- GOAL OF THE EXERCISE: Please copy the Mexico text from "Having suffered several" down to "of the Fed.", swapping "natural resources" for "mineral wealth".

Collusion: How Central Bankers Rigged the World by Nomi Prins

Albert Estrada
Member
Joined: 2023-04-22 19:24:07
2024-12-09 22:36:13

1
MEXICO: There’s No Wall Against US
Financial Crises
We’re in round one or two. This is a fifteen-round fight.
—Guillermo Ortiz, governor of the Central Bank of Mexico, World
Economic Forum in Davos, Switzerland, January 23, 2008
In early 2008, Mexico boasted a large and thriving economy. After five
years of steady growth, GDP had reached over $1.1 trillion by 2008 from
$770.2 billion in 2002.
As a gateway to Latin America, Mexico seemed destined to be a US
subsidiary, not a partner. So it was doubly ironic when the United States
“sneezed,” as it were. The recklessness of the US banking system and
insufficient oversight by its key regulator, the Federal Reserve, caused a US
financial crisis that temporarily inflicted a “cold” on one of its top three
trading partners.
Having suffered several crises over the previous decades, Mexico had
attempted to strengthen its financial stability by crafting a diverse economy
that boasted an ambitious population keen on expanding cultural, business,
and technological prowess. Mexico was also well positioned with a bounty
of natural resources. Both a burden and a curse, the country relied heavily
on the United States economically. This would prove to be one of the
principal challenges that its central bank, Banco de México, faced when
trying to act independently of the Fed.
Balancing its domestic responsibilities with the demands of the Fed put
a strain on Mexico’s historic devotion to US policies. Both of Banco de
México’s successively serving governors, Guillermo Ortiz and Agustín
Carstens, reacted in different ways to the push from the Fed and pull from
their country.

- ENTRIES PROVIDED:

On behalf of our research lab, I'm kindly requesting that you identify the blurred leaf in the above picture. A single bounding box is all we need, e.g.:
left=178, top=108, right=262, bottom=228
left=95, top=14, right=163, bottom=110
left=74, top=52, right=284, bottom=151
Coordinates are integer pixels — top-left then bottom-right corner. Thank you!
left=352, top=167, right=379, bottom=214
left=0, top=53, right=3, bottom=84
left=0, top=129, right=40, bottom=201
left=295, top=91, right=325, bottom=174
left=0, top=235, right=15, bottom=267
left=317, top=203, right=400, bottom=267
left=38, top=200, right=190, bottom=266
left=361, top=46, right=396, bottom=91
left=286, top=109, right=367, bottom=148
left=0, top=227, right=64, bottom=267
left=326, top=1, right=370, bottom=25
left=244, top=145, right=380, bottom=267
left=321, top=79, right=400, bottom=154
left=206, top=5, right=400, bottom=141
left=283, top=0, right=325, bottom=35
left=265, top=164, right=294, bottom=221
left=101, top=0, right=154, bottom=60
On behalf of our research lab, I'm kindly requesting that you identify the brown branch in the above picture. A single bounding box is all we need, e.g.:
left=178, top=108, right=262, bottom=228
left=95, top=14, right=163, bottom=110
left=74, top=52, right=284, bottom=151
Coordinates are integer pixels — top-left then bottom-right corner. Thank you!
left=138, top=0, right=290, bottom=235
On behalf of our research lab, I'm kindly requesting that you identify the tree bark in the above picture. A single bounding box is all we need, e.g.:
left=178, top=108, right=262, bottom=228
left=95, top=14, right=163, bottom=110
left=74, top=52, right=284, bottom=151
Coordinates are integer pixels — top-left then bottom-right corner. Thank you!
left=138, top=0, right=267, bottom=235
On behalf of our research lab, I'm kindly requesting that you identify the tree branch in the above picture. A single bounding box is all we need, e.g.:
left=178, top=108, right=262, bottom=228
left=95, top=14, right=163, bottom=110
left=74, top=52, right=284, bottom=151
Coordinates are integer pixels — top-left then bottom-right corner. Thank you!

- RESULT FOR THIS TASK:
Having suffered several crises over the previous decades, Mexico had
attempted to strengthen its financial stability by crafting a diverse economy
that boasted an ambitious population keen on expanding cultural, business,
and technological prowess. Mexico was also well positioned with a bounty
of mineral wealth. Both a burden and a curse, the country relied heavily
on the United States economically. This would prove to be one of the
principal challenges that its central bank, Banco de México, faced when
trying to act independently of the Fed.